**DIRECTIVE**
Format each line of the material below as a Markdown table with two columns, Row for its number and Text for the line itself. Omit blank lines.

-- begin DATASET EXTRACT --

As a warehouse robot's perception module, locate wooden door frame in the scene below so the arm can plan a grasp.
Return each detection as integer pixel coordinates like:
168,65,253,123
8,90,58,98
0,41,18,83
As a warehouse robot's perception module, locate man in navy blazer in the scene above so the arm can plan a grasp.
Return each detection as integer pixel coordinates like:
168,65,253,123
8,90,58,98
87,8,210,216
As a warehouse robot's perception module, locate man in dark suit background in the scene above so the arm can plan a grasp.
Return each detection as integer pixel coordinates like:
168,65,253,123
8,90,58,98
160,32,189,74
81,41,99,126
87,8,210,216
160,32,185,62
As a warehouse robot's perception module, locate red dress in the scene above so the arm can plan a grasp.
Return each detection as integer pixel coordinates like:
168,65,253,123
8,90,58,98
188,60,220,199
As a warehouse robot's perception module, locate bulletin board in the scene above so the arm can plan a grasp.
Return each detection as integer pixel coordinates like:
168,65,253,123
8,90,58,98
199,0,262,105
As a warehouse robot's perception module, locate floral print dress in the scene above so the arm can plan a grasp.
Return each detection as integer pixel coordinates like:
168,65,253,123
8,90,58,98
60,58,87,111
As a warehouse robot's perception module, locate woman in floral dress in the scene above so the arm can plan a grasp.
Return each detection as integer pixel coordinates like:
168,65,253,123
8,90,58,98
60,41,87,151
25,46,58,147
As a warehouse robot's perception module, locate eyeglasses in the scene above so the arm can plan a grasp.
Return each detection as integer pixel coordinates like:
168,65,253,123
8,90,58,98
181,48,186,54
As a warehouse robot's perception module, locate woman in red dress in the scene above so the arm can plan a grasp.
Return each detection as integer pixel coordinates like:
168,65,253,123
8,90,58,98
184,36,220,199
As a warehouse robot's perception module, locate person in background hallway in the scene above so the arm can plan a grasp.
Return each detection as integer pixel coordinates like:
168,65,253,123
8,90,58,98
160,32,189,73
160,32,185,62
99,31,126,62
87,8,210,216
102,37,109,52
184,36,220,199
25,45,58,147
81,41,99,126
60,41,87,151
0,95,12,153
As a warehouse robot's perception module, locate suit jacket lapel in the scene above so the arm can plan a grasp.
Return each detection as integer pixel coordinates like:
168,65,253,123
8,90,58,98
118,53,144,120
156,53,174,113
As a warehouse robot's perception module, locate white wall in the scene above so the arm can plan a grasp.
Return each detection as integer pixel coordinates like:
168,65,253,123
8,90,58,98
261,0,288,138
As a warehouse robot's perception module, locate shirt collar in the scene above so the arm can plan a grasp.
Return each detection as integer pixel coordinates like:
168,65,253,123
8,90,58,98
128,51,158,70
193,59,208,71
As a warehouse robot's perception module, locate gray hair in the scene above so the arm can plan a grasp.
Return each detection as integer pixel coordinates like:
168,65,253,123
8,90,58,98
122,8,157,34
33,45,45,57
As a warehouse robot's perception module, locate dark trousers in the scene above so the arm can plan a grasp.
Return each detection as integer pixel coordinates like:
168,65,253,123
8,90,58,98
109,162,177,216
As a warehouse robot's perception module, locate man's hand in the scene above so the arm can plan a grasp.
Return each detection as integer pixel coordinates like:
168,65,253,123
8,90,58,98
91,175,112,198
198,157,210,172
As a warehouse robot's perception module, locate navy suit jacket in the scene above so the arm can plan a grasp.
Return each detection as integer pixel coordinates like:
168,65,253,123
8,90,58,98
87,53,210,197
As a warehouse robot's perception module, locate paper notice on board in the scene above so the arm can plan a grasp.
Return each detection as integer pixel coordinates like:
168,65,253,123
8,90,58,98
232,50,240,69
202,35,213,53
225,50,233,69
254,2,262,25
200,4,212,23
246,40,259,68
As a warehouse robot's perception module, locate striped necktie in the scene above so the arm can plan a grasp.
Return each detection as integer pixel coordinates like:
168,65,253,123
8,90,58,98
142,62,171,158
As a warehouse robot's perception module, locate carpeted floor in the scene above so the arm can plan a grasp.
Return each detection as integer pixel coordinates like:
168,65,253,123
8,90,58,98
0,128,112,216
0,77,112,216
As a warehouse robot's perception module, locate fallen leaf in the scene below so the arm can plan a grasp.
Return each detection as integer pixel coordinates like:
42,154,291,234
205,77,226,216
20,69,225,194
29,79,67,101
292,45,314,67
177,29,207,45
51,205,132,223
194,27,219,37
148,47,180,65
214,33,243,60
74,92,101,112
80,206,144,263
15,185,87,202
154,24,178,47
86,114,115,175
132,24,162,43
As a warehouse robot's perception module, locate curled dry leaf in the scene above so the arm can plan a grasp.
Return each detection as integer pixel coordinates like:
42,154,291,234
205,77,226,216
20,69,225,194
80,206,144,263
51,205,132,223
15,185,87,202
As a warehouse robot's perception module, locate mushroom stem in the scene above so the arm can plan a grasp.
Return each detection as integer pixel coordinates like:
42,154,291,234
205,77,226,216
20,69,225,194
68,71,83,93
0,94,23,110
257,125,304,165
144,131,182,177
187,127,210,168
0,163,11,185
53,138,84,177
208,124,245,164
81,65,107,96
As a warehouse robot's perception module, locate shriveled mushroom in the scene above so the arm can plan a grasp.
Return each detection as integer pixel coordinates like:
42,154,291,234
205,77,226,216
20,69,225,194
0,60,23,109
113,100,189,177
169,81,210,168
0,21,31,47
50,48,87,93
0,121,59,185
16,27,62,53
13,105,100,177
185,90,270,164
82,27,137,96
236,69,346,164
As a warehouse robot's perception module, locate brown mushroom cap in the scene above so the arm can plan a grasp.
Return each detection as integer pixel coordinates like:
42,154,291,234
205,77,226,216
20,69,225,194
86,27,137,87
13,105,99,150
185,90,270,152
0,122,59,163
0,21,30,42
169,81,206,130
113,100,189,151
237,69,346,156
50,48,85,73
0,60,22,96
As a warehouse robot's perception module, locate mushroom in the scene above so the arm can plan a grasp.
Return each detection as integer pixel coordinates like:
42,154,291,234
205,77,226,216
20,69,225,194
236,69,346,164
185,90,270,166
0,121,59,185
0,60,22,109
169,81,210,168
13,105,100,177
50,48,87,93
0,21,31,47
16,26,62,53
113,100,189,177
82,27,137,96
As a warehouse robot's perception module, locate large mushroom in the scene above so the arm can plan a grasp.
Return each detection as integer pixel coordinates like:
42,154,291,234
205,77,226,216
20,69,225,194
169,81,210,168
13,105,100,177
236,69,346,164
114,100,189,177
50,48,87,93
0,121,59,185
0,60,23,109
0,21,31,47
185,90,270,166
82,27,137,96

-- end DATASET EXTRACT --

**FULL SOLUTION**
| Row | Text |
|---|---|
| 1 | As a warehouse robot's perception module, locate wooden door frame in the scene below so the arm can plan a grasp. |
| 2 | Return each detection as integer pixel coordinates like: |
| 3 | 168,65,253,123 |
| 4 | 8,90,58,98 |
| 5 | 0,41,18,83 |
| 6 | As a warehouse robot's perception module, locate man in navy blazer in the scene above so the arm can plan a grasp. |
| 7 | Return each detection as integer pixel coordinates like: |
| 8 | 168,65,253,123 |
| 9 | 8,90,58,98 |
| 10 | 87,8,210,216 |
| 11 | As a warehouse robot's perception module, locate man in dark suit background in the scene above so the arm can plan a grasp. |
| 12 | Return each detection as integer pixel coordinates like: |
| 13 | 168,65,253,123 |
| 14 | 8,90,58,98 |
| 15 | 160,32,189,74 |
| 16 | 81,41,99,126 |
| 17 | 87,8,210,216 |
| 18 | 160,32,185,62 |
| 19 | As a warehouse robot's perception module, locate red dress in the scene above so the arm can plan a grasp. |
| 20 | Return each detection as integer pixel coordinates like: |
| 21 | 168,65,253,123 |
| 22 | 8,90,58,98 |
| 23 | 188,60,220,199 |
| 24 | As a warehouse robot's perception module, locate bulletin board in the scene above so the arm can plan a grasp. |
| 25 | Return each detection as integer pixel coordinates like: |
| 26 | 168,65,253,123 |
| 27 | 8,90,58,98 |
| 28 | 199,0,262,105 |
| 29 | As a warehouse robot's perception module, locate floral print dress in the scene above so the arm can plan a grasp. |
| 30 | Return each detection as integer pixel coordinates like: |
| 31 | 168,65,253,123 |
| 32 | 8,90,58,98 |
| 33 | 60,58,87,111 |
| 34 | As a warehouse robot's perception module, locate woman in floral dress in the scene above so the arm can plan a grasp. |
| 35 | Return each detection as integer pixel coordinates like: |
| 36 | 168,65,253,123 |
| 37 | 8,90,58,98 |
| 38 | 60,41,87,151 |
| 39 | 25,46,58,147 |
| 40 | As a warehouse robot's perception module, locate eyeglasses in the scene above so the arm can plan a grasp. |
| 41 | Return each detection as integer pixel coordinates like: |
| 42 | 168,65,253,123 |
| 43 | 8,90,58,98 |
| 44 | 181,48,186,54 |
| 45 | As a warehouse robot's perception module, locate woman in red dress in the scene above so the arm can plan a grasp. |
| 46 | Return each detection as integer pixel coordinates like: |
| 47 | 168,65,253,123 |
| 48 | 8,90,58,98 |
| 49 | 184,36,220,199 |
| 50 | As a warehouse robot's perception module, locate person in background hallway in the scene above so the arm can plan a grasp. |
| 51 | Return each detection as integer pixel coordinates like: |
| 52 | 168,65,253,123 |
| 53 | 8,90,58,98 |
| 54 | 160,32,189,73 |
| 55 | 160,32,185,62 |
| 56 | 99,31,126,62 |
| 57 | 87,8,210,216 |
| 58 | 102,37,109,52 |
| 59 | 184,36,220,199 |
| 60 | 25,45,58,147 |
| 61 | 81,41,99,126 |
| 62 | 60,41,87,151 |
| 63 | 0,95,12,153 |
| 64 | As a warehouse robot's perception module, locate suit jacket lapel in the scene above so the arm can plan a grasp. |
| 65 | Return each detection as integer pixel coordinates like: |
| 66 | 168,65,253,123 |
| 67 | 8,90,58,98 |
| 68 | 118,53,144,120 |
| 69 | 156,53,174,113 |
| 70 | As a warehouse robot's perception module, locate white wall in the scene above so the arm can plan a grasp. |
| 71 | Return each detection as integer pixel coordinates like: |
| 72 | 168,65,253,123 |
| 73 | 8,90,58,98 |
| 74 | 261,0,288,138 |
| 75 | As a warehouse robot's perception module, locate shirt collar in the scene above so the arm can plan a grasp. |
| 76 | Return each detection as integer pixel coordinates like: |
| 77 | 168,65,253,123 |
| 78 | 8,90,58,98 |
| 79 | 128,51,158,70 |
| 80 | 193,59,208,71 |
| 81 | As a warehouse robot's perception module, locate gray hair in the scene above so the arm can plan a grasp. |
| 82 | Return each detection as integer pixel coordinates like: |
| 83 | 168,65,253,123 |
| 84 | 8,90,58,98 |
| 85 | 122,8,157,34 |
| 86 | 33,45,45,57 |
| 87 | As a warehouse robot's perception module, locate dark trousers in the scene above so the arm can plan a grasp. |
| 88 | Return each detection as integer pixel coordinates like: |
| 89 | 168,65,253,123 |
| 90 | 8,90,58,98 |
| 91 | 109,162,177,216 |
| 92 | As a warehouse robot's perception module, locate man's hand in the scene above so the arm can plan a grasp. |
| 93 | Return each detection as integer pixel coordinates like: |
| 94 | 168,65,253,123 |
| 95 | 8,90,58,98 |
| 96 | 91,175,112,198 |
| 97 | 198,157,210,172 |
| 98 | As a warehouse robot's perception module, locate navy suit jacket in the scene above so the arm can plan a grasp. |
| 99 | Return each detection as integer pixel coordinates like: |
| 100 | 168,65,253,123 |
| 101 | 8,90,58,98 |
| 102 | 87,53,210,197 |
| 103 | As a warehouse robot's perception module, locate paper notice on board in the scene above so the arm can plan a grasp. |
| 104 | Return each detection as integer pixel coordinates like: |
| 105 | 168,65,253,123 |
| 106 | 8,90,58,98 |
| 107 | 232,50,240,69 |
| 108 | 202,35,213,53 |
| 109 | 225,50,233,69 |
| 110 | 254,2,262,25 |
| 111 | 200,4,212,23 |
| 112 | 246,40,259,68 |
| 113 | As a warehouse robot's perception module, locate striped necktie in the scene above so the arm can plan a grasp. |
| 114 | Return each detection as integer pixel coordinates like: |
| 115 | 168,65,253,123 |
| 116 | 8,90,58,98 |
| 117 | 142,62,171,158 |
| 118 | As a warehouse robot's perception module, locate carpeted floor in the scene above so the arm can plan a grasp. |
| 119 | Return each detection as integer pixel coordinates like: |
| 120 | 168,65,253,123 |
| 121 | 8,90,58,98 |
| 122 | 0,128,112,216 |
| 123 | 0,77,112,216 |
| 124 | As a warehouse robot's perception module, locate fallen leaf in the scene below so the arm can plan a grasp. |
| 125 | Return each detection as integer pixel coordinates like: |
| 126 | 42,154,291,234 |
| 127 | 205,77,226,216 |
| 128 | 20,69,225,194 |
| 129 | 29,79,67,101 |
| 130 | 292,45,314,67 |
| 131 | 177,29,207,45 |
| 132 | 51,205,132,223 |
| 133 | 194,27,219,37 |
| 134 | 148,47,180,65 |
| 135 | 214,33,243,60 |
| 136 | 74,92,101,112 |
| 137 | 80,206,144,263 |
| 138 | 15,185,87,202 |
| 139 | 154,24,178,47 |
| 140 | 86,114,115,175 |
| 141 | 132,24,162,43 |
| 142 | As a warehouse robot's perception module, locate curled dry leaf in the scene above so the arm can plan a grasp. |
| 143 | Return each detection as integer pixel coordinates like: |
| 144 | 42,154,291,234 |
| 145 | 205,77,226,216 |
| 146 | 20,69,225,194 |
| 147 | 80,206,144,263 |
| 148 | 51,205,132,223 |
| 149 | 15,185,87,202 |
| 150 | As a warehouse robot's perception module, locate mushroom stem in the scene above so the arm can plan a grasp. |
| 151 | Return each detection as integer pixel coordinates like: |
| 152 | 42,154,291,234 |
| 153 | 205,77,226,216 |
| 154 | 20,69,225,194 |
| 155 | 68,71,83,93 |
| 156 | 0,94,23,110 |
| 157 | 257,125,304,165 |
| 158 | 144,131,182,177 |
| 159 | 187,127,210,168 |
| 160 | 0,163,11,185 |
| 161 | 53,138,84,177 |
| 162 | 208,124,245,164 |
| 163 | 81,65,107,96 |
| 164 | As a warehouse robot's perception module, locate shriveled mushroom in the scene above so the arm can plan a grasp. |
| 165 | Return each detection as integer pixel coordinates like: |
| 166 | 42,154,291,234 |
| 167 | 205,77,226,216 |
| 168 | 20,69,225,194 |
| 169 | 0,60,23,109 |
| 170 | 113,100,189,177 |
| 171 | 169,81,210,168 |
| 172 | 0,21,31,47 |
| 173 | 50,48,87,93 |
| 174 | 0,121,59,185 |
| 175 | 16,27,62,53 |
| 176 | 13,105,100,177 |
| 177 | 185,90,270,164 |
| 178 | 82,27,137,96 |
| 179 | 236,69,346,164 |
| 180 | As a warehouse robot's perception module, locate brown mushroom cap in the scene above so the arm can plan a grasp. |
| 181 | Return each detection as integer pixel coordinates like: |
| 182 | 42,154,291,234 |
| 183 | 205,77,226,216 |
| 184 | 20,69,225,194 |
| 185 | 86,27,137,87 |
| 186 | 13,105,99,150 |
| 187 | 185,90,270,152 |
| 188 | 0,122,59,163 |
| 189 | 0,21,30,42 |
| 190 | 169,81,206,130 |
| 191 | 113,100,189,151 |
| 192 | 237,69,346,156 |
| 193 | 50,48,85,73 |
| 194 | 0,60,22,96 |
| 195 | As a warehouse robot's perception module, locate mushroom in the scene above so the arm can plan a grasp. |
| 196 | Return each detection as integer pixel coordinates like: |
| 197 | 42,154,291,234 |
| 198 | 205,77,226,216 |
| 199 | 20,69,225,194 |
| 200 | 236,69,346,164 |
| 201 | 185,90,270,166 |
| 202 | 0,121,59,185 |
| 203 | 0,60,22,109 |
| 204 | 169,81,210,168 |
| 205 | 13,105,100,177 |
| 206 | 50,48,87,93 |
| 207 | 0,21,31,47 |
| 208 | 16,26,62,53 |
| 209 | 113,100,189,177 |
| 210 | 82,27,137,96 |
| 211 | As a warehouse robot's perception module, locate large mushroom in the scene above so the arm can plan a grasp. |
| 212 | Return each detection as integer pixel coordinates like: |
| 213 | 42,154,291,234 |
| 214 | 205,77,226,216 |
| 215 | 20,69,225,194 |
| 216 | 169,81,210,168 |
| 217 | 13,105,100,177 |
| 218 | 236,69,346,164 |
| 219 | 114,100,189,177 |
| 220 | 50,48,87,93 |
| 221 | 0,121,59,185 |
| 222 | 0,60,23,109 |
| 223 | 0,21,31,47 |
| 224 | 185,90,270,166 |
| 225 | 82,27,137,96 |